* WHAT NEEDS TO BE DONE: Starting from the line containing "Query: pile of sandbags", write out the rest of the entries exactly, through the final line, including nothing else.

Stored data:

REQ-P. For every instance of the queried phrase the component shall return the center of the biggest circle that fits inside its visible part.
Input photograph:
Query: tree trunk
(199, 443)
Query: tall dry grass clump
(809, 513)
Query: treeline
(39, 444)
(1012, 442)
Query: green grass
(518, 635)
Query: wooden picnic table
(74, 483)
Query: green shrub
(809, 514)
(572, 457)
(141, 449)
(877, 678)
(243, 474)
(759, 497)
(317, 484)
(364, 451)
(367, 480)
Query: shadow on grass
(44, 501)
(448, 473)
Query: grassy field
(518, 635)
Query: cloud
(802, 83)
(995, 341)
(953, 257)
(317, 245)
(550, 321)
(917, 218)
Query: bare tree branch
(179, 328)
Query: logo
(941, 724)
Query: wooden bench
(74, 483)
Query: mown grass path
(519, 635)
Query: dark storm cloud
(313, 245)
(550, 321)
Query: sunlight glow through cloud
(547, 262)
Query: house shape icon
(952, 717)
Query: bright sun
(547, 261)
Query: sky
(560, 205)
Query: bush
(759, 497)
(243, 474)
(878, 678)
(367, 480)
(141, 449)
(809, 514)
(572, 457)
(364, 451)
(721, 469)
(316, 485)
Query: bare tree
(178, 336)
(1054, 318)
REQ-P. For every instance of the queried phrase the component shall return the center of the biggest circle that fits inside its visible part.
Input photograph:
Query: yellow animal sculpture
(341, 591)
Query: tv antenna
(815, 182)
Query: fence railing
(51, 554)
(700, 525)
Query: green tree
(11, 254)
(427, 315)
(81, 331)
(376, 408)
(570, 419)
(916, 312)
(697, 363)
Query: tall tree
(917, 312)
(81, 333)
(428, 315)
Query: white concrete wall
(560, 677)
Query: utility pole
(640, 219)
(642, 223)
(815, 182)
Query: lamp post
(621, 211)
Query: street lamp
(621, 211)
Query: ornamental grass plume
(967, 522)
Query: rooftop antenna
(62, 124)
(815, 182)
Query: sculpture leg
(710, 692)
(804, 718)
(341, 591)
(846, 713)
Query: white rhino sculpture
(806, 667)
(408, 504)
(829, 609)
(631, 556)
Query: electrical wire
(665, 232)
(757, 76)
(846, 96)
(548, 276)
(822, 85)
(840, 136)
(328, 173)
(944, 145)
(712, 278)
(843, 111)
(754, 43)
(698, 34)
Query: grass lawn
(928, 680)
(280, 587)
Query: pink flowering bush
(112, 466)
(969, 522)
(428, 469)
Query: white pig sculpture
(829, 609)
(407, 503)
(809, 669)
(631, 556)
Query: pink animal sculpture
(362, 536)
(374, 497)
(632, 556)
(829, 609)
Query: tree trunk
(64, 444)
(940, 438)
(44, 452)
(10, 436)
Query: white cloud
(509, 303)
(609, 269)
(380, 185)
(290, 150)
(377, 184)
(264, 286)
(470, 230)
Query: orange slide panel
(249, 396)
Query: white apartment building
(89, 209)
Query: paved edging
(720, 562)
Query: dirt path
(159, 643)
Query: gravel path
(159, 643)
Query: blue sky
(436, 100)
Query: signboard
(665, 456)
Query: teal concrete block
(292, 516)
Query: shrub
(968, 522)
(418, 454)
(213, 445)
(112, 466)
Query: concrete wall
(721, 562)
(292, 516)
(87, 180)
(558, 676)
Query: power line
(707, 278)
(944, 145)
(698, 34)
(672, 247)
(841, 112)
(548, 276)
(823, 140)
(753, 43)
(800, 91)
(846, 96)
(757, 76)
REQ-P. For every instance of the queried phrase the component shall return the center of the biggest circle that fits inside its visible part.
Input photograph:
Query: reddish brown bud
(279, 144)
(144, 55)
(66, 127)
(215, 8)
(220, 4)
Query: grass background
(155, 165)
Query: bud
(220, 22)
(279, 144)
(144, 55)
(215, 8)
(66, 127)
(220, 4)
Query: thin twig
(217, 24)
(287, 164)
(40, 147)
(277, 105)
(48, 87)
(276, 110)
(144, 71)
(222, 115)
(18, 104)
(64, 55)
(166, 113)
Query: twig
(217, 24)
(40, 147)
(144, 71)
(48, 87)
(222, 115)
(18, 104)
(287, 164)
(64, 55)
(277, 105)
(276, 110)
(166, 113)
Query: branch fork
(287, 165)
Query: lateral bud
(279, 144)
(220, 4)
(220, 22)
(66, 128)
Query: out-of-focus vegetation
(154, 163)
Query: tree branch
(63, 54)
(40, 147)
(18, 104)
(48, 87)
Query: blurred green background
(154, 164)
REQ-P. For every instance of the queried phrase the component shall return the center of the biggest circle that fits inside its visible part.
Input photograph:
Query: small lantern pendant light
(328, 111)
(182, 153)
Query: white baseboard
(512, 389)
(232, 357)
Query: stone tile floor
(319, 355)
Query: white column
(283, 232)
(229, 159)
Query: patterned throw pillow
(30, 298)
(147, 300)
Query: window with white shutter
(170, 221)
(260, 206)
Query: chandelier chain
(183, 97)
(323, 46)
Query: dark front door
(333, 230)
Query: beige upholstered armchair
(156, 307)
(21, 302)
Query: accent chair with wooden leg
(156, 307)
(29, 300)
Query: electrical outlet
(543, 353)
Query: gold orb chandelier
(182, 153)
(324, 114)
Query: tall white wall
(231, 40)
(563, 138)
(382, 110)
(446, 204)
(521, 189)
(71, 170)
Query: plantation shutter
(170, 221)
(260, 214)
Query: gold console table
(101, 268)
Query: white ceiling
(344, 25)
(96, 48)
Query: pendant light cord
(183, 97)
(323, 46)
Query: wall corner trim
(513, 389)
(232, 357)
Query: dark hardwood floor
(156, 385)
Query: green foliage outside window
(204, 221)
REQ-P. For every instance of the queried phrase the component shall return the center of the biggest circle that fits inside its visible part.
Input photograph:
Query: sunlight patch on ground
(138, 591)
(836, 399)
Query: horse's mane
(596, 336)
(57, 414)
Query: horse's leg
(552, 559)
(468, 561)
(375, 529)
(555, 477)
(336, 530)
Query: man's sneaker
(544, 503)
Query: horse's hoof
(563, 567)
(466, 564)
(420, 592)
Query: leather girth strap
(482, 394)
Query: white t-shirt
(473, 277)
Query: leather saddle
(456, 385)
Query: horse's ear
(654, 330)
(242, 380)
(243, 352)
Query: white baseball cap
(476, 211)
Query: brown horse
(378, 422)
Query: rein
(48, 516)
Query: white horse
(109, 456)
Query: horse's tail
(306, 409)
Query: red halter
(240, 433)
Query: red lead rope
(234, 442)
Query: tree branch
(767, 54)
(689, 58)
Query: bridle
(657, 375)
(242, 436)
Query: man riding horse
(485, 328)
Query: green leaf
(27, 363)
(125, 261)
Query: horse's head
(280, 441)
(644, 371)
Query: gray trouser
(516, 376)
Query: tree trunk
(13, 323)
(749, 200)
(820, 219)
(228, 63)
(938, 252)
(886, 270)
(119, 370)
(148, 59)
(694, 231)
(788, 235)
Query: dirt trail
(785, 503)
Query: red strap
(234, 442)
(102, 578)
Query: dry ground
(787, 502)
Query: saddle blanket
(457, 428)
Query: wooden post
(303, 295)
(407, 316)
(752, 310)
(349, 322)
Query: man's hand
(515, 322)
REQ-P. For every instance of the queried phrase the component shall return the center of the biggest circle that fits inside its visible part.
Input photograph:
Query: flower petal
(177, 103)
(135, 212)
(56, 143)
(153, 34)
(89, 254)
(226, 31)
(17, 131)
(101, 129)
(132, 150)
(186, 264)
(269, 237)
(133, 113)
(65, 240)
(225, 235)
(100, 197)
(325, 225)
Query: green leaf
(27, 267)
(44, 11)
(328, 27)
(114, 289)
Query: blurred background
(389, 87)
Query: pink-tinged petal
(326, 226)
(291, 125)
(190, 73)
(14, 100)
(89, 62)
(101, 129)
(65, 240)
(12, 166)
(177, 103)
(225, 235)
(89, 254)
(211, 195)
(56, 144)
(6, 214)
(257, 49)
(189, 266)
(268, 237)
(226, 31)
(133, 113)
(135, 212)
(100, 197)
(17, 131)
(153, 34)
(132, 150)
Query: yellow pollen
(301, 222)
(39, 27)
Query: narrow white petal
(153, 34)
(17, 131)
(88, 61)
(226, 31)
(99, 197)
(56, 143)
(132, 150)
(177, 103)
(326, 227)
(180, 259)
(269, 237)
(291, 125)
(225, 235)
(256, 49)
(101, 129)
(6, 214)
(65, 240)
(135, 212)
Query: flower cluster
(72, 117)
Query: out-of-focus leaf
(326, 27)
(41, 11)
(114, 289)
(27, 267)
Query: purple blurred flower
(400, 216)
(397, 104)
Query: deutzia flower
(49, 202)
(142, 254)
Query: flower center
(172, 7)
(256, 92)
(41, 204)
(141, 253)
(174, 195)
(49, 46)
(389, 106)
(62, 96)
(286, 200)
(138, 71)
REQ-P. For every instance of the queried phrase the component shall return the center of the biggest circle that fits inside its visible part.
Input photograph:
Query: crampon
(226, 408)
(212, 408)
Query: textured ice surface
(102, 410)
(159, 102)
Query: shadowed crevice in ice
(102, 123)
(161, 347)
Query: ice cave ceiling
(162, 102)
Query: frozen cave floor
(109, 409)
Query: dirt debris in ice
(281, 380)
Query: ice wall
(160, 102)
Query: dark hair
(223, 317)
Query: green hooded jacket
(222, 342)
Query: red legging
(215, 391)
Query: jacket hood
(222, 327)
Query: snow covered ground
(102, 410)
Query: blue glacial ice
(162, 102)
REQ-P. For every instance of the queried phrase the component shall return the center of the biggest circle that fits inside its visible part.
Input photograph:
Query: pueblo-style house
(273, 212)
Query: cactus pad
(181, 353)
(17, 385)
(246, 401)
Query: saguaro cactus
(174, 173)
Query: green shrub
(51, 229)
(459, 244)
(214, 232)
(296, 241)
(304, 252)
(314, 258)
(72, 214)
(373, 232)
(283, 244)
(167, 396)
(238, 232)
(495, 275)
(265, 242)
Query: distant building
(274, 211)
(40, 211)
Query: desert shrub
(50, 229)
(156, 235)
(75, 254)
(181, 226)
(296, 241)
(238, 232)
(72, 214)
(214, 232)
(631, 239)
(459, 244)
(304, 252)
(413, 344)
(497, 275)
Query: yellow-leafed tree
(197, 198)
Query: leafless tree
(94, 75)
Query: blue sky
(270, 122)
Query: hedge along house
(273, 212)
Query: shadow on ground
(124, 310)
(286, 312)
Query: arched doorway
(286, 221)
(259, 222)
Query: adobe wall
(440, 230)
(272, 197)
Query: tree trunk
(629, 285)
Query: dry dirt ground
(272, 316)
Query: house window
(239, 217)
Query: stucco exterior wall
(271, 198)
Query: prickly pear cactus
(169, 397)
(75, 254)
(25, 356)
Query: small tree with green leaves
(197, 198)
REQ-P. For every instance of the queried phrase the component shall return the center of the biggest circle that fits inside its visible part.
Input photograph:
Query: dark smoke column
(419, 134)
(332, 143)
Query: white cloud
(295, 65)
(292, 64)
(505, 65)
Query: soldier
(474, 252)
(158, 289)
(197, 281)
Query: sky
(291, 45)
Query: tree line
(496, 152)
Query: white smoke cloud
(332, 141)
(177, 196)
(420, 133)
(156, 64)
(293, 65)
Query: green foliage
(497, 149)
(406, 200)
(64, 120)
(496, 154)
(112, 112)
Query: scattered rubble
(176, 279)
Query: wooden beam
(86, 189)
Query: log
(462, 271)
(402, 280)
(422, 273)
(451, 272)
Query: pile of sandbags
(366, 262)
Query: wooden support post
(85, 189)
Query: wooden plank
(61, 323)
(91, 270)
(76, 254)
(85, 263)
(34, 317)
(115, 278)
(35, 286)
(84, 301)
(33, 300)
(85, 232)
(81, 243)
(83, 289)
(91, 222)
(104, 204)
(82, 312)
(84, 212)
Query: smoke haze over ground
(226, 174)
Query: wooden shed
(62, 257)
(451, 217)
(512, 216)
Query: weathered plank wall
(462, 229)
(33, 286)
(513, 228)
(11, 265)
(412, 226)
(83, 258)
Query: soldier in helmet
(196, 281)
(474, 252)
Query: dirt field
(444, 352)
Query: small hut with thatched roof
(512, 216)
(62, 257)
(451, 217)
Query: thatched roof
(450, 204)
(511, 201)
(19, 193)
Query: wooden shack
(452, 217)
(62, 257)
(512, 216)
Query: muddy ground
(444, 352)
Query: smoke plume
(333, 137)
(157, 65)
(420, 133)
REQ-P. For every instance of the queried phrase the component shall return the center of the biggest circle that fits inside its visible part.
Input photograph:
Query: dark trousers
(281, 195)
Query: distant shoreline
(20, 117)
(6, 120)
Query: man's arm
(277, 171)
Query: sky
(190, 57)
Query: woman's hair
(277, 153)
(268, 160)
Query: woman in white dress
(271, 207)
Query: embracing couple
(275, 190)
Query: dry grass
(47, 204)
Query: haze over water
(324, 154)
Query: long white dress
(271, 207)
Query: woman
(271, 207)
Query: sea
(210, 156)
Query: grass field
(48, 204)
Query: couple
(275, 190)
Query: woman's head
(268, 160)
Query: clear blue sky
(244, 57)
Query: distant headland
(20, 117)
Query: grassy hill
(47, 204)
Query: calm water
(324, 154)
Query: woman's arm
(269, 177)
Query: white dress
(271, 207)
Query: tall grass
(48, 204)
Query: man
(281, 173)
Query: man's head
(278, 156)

* WORKED ANSWER:
Query: pile of sandbags
(366, 262)
Query: wooden support post
(85, 189)
Query: wooden plank
(61, 323)
(91, 270)
(76, 254)
(85, 263)
(34, 317)
(115, 278)
(35, 286)
(84, 301)
(33, 300)
(85, 232)
(81, 243)
(83, 289)
(91, 222)
(104, 204)
(82, 312)
(84, 212)
Query: smoke haze over ground
(226, 174)
Query: wooden shed
(62, 257)
(451, 217)
(512, 216)
Query: weathered plank wall
(462, 229)
(33, 286)
(513, 228)
(11, 265)
(412, 226)
(83, 258)
Query: soldier in helmet
(196, 281)
(474, 252)
Query: dirt field
(444, 352)
Query: small hut with thatched roof
(512, 216)
(62, 257)
(451, 217)
Query: thatched roof
(450, 204)
(511, 201)
(19, 193)
Query: wooden shack
(452, 217)
(62, 257)
(512, 216)
Query: muddy ground
(444, 352)
Query: smoke plume
(333, 137)
(157, 65)
(420, 133)
REQ-P. For every instance of the queried phrase the component shall return the center of the biggest circle that fits inside its visible part.
Input photograph:
Query: dark trousers
(281, 195)
Query: distant shoreline
(20, 117)
(6, 120)
Query: man's arm
(277, 171)
Query: sky
(190, 57)
Query: woman's hair
(277, 153)
(268, 160)
Query: woman in white dress
(271, 207)
Query: embracing couple
(275, 190)
Query: dry grass
(47, 204)
Query: haze over water
(324, 154)
Query: long white dress
(271, 207)
Query: woman
(271, 207)
Query: sea
(210, 156)
Query: grass field
(48, 204)
Query: couple
(275, 190)
Query: woman's head
(268, 160)
Query: clear blue sky
(244, 57)
Query: distant headland
(20, 117)
Query: grassy hill
(47, 204)
Query: calm water
(324, 154)
Query: woman's arm
(269, 177)
Query: white dress
(271, 207)
Query: tall grass
(48, 204)
Query: man
(281, 173)
Query: man's head
(278, 156)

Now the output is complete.